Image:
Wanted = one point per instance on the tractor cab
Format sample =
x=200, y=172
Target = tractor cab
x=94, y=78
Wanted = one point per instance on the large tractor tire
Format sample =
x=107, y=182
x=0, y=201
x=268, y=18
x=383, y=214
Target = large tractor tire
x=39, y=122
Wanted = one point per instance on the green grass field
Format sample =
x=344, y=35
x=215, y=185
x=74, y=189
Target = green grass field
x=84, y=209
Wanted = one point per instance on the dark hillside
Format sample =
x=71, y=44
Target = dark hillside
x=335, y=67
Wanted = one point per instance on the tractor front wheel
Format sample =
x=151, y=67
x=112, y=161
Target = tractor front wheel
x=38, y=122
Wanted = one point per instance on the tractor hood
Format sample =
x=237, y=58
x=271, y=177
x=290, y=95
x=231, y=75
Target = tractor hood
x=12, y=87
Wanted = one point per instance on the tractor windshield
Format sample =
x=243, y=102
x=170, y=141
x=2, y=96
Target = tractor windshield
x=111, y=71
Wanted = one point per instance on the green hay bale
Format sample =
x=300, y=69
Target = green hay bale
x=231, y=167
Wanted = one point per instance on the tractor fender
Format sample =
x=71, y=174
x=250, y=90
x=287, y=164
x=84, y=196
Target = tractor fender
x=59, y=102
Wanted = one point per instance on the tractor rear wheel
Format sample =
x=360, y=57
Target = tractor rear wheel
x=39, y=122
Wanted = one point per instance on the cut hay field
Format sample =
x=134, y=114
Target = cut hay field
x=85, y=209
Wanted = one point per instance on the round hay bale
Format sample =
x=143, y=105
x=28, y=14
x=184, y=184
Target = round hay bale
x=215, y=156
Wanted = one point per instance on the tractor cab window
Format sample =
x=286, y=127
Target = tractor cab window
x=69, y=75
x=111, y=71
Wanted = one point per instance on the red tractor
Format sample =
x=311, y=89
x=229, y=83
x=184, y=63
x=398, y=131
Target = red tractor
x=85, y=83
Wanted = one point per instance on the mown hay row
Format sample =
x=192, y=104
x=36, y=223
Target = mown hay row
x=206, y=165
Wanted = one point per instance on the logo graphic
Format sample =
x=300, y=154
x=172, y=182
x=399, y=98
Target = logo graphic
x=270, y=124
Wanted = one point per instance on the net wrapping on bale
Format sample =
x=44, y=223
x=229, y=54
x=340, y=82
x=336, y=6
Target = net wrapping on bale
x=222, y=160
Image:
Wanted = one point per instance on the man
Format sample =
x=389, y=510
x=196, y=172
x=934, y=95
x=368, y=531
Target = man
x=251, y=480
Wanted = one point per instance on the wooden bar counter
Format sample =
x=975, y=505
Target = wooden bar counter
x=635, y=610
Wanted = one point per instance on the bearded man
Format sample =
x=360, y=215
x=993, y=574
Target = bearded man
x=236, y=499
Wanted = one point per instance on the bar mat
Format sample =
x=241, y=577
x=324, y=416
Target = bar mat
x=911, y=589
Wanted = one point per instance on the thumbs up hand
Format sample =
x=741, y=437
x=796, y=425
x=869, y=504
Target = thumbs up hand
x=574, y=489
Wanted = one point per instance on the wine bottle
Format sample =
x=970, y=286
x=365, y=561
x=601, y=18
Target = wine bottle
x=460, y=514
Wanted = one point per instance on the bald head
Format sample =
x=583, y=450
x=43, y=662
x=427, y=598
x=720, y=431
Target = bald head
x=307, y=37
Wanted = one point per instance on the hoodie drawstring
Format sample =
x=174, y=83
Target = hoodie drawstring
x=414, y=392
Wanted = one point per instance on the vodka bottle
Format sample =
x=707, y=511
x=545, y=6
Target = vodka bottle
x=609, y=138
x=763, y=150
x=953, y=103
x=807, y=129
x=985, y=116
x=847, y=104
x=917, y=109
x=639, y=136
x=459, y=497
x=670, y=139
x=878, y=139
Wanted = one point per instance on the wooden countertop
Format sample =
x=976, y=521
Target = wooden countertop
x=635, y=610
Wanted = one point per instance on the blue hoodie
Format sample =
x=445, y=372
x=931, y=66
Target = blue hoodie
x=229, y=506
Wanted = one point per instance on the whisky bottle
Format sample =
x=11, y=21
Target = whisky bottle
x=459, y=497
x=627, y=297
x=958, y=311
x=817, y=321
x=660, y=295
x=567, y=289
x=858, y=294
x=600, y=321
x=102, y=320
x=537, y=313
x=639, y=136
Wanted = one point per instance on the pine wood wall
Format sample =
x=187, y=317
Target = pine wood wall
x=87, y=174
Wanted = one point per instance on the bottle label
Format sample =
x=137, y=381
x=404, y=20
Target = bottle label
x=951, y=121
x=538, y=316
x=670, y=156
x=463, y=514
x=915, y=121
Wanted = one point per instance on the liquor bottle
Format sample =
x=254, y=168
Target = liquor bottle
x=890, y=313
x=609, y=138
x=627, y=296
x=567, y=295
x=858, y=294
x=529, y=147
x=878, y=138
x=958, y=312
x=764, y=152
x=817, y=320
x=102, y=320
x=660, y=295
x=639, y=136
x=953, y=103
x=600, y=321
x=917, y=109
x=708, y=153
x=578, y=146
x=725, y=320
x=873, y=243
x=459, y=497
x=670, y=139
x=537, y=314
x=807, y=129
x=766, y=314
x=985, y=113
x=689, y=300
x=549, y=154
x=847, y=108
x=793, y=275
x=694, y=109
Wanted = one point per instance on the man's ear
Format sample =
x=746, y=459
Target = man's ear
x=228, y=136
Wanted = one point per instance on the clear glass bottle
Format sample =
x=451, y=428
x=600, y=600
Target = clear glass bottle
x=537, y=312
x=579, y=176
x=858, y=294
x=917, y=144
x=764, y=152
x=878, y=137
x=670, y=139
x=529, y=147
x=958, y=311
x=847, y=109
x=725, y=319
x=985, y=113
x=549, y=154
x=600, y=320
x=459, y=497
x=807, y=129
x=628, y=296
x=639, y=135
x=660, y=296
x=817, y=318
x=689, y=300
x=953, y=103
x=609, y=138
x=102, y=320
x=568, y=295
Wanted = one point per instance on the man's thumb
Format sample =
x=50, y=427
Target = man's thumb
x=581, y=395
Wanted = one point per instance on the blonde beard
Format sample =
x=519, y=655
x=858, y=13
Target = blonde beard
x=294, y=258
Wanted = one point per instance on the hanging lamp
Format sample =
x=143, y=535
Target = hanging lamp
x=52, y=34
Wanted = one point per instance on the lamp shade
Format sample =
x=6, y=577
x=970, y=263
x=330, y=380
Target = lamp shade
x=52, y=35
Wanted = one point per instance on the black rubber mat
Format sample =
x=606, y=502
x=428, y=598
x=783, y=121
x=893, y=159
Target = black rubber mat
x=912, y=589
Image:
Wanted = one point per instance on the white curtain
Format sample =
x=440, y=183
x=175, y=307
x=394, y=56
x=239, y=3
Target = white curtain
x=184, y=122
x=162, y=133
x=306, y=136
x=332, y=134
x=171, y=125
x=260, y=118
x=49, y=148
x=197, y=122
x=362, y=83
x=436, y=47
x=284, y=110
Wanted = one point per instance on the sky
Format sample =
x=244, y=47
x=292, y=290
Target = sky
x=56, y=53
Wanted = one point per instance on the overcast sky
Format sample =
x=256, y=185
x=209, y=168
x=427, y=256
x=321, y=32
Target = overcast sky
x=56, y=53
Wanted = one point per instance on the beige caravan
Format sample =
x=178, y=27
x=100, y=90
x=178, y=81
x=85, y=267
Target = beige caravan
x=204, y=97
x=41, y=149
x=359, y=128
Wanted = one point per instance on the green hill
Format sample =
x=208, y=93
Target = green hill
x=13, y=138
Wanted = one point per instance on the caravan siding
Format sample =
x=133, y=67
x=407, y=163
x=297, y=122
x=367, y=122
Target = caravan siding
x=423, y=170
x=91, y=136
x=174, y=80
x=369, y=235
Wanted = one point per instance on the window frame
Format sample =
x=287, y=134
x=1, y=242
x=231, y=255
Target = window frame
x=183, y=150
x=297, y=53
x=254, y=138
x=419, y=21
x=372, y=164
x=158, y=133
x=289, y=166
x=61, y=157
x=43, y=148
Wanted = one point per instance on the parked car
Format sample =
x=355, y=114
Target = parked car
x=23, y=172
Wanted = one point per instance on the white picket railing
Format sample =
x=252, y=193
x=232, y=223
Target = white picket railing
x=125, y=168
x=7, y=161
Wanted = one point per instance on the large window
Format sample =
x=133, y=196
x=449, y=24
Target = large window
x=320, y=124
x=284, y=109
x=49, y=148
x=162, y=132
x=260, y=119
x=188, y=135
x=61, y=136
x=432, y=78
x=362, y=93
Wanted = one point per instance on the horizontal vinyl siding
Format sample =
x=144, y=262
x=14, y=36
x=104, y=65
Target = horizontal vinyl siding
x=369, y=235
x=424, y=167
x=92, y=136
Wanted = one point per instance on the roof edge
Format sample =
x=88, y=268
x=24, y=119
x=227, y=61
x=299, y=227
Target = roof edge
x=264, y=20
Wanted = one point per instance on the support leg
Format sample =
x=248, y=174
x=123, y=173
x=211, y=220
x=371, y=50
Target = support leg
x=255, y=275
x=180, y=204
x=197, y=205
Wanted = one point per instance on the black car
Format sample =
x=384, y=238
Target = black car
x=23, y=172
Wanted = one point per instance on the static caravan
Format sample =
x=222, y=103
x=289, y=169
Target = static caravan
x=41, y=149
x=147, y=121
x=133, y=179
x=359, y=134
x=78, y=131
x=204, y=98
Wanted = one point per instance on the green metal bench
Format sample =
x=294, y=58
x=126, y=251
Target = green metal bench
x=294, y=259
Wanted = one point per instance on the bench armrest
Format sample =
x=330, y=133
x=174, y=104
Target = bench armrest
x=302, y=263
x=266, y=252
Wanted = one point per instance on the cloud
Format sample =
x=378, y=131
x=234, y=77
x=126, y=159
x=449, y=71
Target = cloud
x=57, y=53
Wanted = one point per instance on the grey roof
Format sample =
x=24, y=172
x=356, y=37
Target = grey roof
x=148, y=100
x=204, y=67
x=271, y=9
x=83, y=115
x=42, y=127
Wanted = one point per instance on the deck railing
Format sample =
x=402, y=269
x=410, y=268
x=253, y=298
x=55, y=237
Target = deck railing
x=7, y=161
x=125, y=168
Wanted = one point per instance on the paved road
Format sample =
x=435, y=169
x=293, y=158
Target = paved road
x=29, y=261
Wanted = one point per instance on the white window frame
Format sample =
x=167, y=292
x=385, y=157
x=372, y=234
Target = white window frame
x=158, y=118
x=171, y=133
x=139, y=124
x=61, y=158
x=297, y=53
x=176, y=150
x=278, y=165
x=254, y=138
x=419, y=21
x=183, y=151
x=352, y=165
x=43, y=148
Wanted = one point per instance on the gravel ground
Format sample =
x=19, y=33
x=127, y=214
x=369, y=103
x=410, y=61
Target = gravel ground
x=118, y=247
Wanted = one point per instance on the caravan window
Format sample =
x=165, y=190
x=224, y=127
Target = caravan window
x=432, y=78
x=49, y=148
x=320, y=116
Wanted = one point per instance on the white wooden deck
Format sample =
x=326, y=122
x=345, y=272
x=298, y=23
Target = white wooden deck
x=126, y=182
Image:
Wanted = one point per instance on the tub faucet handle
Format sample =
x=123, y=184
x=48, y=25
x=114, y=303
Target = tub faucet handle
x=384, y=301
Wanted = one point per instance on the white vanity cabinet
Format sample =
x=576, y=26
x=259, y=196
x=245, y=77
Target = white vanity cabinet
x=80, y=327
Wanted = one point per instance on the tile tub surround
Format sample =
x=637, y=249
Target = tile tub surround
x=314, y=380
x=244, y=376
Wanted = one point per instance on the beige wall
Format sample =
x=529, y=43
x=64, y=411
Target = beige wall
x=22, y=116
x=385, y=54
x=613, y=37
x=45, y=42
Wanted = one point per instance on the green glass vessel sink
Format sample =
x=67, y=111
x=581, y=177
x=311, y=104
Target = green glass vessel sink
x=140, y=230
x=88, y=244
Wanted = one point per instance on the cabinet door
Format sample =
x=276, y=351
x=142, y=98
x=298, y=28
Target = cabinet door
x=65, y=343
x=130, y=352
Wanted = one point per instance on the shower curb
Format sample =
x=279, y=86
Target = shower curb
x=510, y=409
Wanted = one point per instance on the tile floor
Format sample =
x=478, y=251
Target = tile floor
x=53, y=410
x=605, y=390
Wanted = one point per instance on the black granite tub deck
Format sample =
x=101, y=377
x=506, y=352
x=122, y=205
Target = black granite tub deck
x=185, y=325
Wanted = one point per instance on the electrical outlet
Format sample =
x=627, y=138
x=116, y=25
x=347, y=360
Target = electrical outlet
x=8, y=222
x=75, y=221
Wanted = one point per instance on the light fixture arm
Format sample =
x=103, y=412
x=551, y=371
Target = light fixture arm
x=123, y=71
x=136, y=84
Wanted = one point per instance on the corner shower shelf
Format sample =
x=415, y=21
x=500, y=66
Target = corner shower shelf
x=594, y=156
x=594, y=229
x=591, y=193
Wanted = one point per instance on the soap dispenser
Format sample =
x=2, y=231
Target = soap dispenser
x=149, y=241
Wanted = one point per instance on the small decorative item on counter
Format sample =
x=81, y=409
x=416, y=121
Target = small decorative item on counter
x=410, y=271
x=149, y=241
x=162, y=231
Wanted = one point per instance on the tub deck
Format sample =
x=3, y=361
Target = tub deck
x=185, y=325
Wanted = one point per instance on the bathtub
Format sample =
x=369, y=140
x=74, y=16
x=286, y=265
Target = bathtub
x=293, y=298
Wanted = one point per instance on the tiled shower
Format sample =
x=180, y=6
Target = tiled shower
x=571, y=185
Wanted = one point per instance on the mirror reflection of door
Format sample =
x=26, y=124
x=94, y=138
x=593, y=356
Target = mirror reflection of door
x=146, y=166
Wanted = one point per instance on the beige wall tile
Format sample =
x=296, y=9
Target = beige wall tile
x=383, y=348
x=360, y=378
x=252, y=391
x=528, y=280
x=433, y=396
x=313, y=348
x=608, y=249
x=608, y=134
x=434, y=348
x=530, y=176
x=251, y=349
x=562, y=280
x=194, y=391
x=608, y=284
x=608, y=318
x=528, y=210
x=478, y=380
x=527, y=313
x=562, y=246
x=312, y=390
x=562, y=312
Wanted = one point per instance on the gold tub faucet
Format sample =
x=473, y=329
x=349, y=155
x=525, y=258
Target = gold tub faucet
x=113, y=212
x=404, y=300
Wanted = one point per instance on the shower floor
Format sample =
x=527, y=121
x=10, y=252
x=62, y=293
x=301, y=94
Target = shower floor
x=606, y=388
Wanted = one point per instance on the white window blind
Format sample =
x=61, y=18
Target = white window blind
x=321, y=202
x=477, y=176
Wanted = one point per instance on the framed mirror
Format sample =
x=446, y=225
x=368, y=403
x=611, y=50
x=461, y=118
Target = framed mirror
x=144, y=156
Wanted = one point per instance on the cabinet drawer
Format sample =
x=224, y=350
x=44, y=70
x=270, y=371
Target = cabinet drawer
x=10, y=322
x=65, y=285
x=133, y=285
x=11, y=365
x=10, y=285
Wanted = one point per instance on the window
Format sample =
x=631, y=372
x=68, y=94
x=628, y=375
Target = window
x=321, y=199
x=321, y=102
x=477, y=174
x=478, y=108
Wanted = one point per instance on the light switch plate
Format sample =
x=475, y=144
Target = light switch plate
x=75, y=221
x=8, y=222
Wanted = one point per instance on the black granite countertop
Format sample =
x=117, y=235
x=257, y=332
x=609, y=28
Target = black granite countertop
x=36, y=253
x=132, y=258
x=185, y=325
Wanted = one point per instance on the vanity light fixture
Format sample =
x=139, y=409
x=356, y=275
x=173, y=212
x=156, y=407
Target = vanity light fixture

===============

**Exercise aim**
Only the lines above, from the first through the one holding "x=300, y=69", are to be output, and they must be copied exactly.

**Response below**
Image:
Wanted = one point per instance on the tractor cab
Format sample =
x=200, y=172
Target = tractor cab
x=94, y=78
Wanted = one point per instance on the large tractor tire
Format sample =
x=107, y=182
x=0, y=201
x=268, y=18
x=383, y=214
Target = large tractor tire
x=39, y=122
Wanted = one point per instance on the green grass field
Format sample =
x=344, y=35
x=215, y=185
x=74, y=189
Target = green grass field
x=84, y=209
Wanted = one point per instance on the dark hillside
Format sample =
x=71, y=44
Target = dark hillside
x=335, y=67
Wanted = one point per instance on the tractor front wheel
Format sample =
x=151, y=67
x=112, y=161
Target = tractor front wheel
x=38, y=122
Wanted = one point per instance on the tractor hood
Format sample =
x=237, y=58
x=271, y=177
x=290, y=95
x=231, y=75
Target = tractor hood
x=12, y=87
Wanted = one point per instance on the tractor windshield
Format sample =
x=243, y=102
x=170, y=141
x=2, y=96
Target = tractor windshield
x=111, y=71
Wanted = one point per instance on the green hay bale
Format sample =
x=300, y=69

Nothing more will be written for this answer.